(READING TEXT Opens)
In a recent paper published in the journal Scientific Reports, researchers evaluated the efficacy of ML algorithms in radiomics across varied clinical queries and identified reliable strategies regardless of datasets.
Background
Radiomics involves quantitatively extracting multiple features from medical images to uncover predictive and diagnostic biomarkers. This approach has shown the potential to yield results by utilizing ML techniques to reveal hidden insights from images. However, the absence of established norms presents an obstacle to deploying radiomic biomarkers in clinical environments.
A radiomics study comprises cohort constitution, image acquisition, region of interest (ROI) segmentation, feature extraction, modeling, and validation. Modeling involves feature selection and prediction, offering multiple methods and yielding varied combinations. No consensus on preferred algorithms for radiomics exists. While some test various algorithms, this risks false positives.
(READING TEXT Closes)
(RECORD SET Opens)
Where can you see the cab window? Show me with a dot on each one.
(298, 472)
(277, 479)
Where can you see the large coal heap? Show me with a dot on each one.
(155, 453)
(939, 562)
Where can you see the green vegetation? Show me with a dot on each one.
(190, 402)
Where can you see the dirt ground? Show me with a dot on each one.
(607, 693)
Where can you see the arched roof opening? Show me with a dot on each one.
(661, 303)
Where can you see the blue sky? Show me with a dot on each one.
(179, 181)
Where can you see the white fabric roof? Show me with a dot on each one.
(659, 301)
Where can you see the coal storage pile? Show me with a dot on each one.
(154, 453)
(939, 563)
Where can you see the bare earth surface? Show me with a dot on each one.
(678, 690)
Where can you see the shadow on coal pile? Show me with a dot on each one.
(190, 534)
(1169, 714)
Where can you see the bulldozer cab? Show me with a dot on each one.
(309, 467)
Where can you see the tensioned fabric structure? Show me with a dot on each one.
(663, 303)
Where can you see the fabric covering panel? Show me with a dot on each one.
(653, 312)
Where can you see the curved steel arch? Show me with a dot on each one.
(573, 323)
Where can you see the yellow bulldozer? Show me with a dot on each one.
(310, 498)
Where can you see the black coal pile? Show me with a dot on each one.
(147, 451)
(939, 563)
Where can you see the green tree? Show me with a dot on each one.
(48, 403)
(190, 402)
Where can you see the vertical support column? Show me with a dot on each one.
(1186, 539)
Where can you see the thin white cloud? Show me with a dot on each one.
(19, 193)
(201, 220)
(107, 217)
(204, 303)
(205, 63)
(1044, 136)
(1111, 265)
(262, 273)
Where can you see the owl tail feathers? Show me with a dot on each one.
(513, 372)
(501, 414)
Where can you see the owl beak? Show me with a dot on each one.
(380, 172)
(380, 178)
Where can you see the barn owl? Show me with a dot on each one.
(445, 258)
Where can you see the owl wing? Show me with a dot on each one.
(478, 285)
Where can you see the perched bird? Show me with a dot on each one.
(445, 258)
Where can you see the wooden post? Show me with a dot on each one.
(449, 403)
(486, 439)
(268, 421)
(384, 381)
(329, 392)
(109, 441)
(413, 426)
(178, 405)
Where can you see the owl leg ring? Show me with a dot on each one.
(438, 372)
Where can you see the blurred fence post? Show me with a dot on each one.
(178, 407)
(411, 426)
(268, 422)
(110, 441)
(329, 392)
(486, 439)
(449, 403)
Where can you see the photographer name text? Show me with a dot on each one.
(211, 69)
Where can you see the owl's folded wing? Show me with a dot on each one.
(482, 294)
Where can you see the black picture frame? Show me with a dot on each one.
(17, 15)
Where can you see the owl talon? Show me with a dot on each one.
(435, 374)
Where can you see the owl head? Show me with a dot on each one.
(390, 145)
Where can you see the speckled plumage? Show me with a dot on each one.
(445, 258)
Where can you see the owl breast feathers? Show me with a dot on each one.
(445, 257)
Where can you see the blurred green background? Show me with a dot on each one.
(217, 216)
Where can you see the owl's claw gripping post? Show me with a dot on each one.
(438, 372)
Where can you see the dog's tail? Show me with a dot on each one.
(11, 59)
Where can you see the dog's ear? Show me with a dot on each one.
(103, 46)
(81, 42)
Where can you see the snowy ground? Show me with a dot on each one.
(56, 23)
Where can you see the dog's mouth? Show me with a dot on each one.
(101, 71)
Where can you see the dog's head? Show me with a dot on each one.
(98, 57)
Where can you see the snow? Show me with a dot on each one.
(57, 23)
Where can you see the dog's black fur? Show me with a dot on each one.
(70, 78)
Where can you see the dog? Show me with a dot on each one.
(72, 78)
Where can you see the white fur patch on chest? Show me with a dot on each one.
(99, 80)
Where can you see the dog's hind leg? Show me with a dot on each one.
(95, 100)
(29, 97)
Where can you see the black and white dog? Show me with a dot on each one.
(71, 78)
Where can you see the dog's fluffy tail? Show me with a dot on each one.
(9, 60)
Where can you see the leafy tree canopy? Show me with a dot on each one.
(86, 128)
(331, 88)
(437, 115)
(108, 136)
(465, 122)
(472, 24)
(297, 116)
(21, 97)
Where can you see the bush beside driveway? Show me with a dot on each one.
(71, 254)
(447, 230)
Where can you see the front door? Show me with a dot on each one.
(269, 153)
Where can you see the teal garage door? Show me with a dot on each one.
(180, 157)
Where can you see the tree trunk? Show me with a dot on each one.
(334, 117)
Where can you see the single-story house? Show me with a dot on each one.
(RECORD SET Closes)
TASK DETAILS: In the radiomics text, what two steps does modeling involve? This material comes from a separate source.

OUTPUT FOR THIS EXERCISE: Feature selection and prediction.